Dataset content:

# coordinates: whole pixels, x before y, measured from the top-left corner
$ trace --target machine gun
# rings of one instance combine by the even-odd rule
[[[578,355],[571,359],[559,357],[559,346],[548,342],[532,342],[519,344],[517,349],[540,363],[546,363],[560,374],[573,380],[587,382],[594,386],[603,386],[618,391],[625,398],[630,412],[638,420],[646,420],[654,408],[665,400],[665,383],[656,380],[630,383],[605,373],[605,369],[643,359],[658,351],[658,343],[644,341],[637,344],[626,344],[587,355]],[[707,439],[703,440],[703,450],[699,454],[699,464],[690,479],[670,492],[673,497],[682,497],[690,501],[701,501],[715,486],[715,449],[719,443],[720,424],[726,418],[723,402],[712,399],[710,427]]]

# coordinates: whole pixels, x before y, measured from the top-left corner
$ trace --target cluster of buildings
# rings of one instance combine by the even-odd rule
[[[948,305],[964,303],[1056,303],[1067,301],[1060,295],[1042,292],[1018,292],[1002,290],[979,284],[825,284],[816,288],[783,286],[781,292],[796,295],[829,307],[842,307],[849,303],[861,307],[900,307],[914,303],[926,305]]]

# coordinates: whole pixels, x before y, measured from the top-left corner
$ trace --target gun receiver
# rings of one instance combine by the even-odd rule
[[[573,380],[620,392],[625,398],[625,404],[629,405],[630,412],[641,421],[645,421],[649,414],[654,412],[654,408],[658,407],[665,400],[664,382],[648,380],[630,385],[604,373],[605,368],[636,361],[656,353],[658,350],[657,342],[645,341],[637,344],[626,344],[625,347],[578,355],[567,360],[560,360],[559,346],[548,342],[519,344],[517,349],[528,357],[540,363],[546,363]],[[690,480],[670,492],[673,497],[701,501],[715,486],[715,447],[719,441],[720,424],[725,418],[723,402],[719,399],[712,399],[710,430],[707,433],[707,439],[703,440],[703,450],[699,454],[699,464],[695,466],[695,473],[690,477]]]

Given task: Could you rewrite every line of the items above as a Markdown table with the columns Row and Line, numbering the rows and leaving out blank lines?

The completed task:
| Row | Line |
|---|---|
| 1 | # coordinates: whole pixels, x before y, measured from the top-left corner |
| 2 | $ trace --target machine gun |
| 3 | # rings of one instance combine by the even-odd rule |
| 4 | [[[578,355],[571,359],[559,357],[559,346],[548,342],[532,342],[519,344],[517,349],[540,363],[546,363],[560,374],[573,380],[587,382],[594,386],[603,386],[618,391],[625,398],[630,412],[638,420],[646,420],[654,408],[665,400],[665,383],[656,380],[630,383],[605,373],[605,369],[643,359],[658,351],[658,343],[644,341],[637,344],[626,344],[587,355]],[[707,439],[703,440],[703,450],[699,454],[699,464],[690,479],[670,492],[673,497],[682,497],[690,501],[701,501],[715,486],[715,449],[719,443],[720,424],[726,418],[723,402],[712,399],[710,427]]] |
| 5 | # coordinates: whole pixels, x before y, measured from the top-left corner |
| 6 | $ trace --target cluster of buildings |
| 7 | # rings of one instance combine by the even-odd rule |
| 8 | [[[948,305],[964,303],[1056,303],[1067,301],[1060,295],[1042,292],[1018,292],[1002,290],[979,284],[825,284],[816,288],[783,286],[781,292],[796,295],[829,307],[842,307],[849,303],[861,307],[900,307],[914,303],[926,305]]] |
| 9 | # coordinates: whole pixels, x before y, measured from the top-left corner |
| 10 | $ trace --target gun receiver |
| 11 | # rings of one instance combine by the even-odd rule |
| 12 | [[[573,380],[620,392],[625,398],[625,404],[629,405],[630,412],[641,421],[645,421],[649,414],[654,412],[654,408],[658,407],[665,400],[664,382],[648,380],[630,385],[604,373],[605,368],[636,361],[656,353],[658,350],[657,342],[645,341],[637,344],[626,344],[625,347],[578,355],[567,360],[560,360],[559,346],[548,342],[519,344],[517,349],[528,357],[540,363],[546,363]],[[690,480],[670,492],[673,497],[701,501],[715,486],[715,447],[719,441],[720,424],[725,418],[723,402],[719,399],[712,399],[710,430],[707,433],[707,439],[703,440],[703,450],[699,454],[699,464],[695,466],[695,473],[690,477]]] |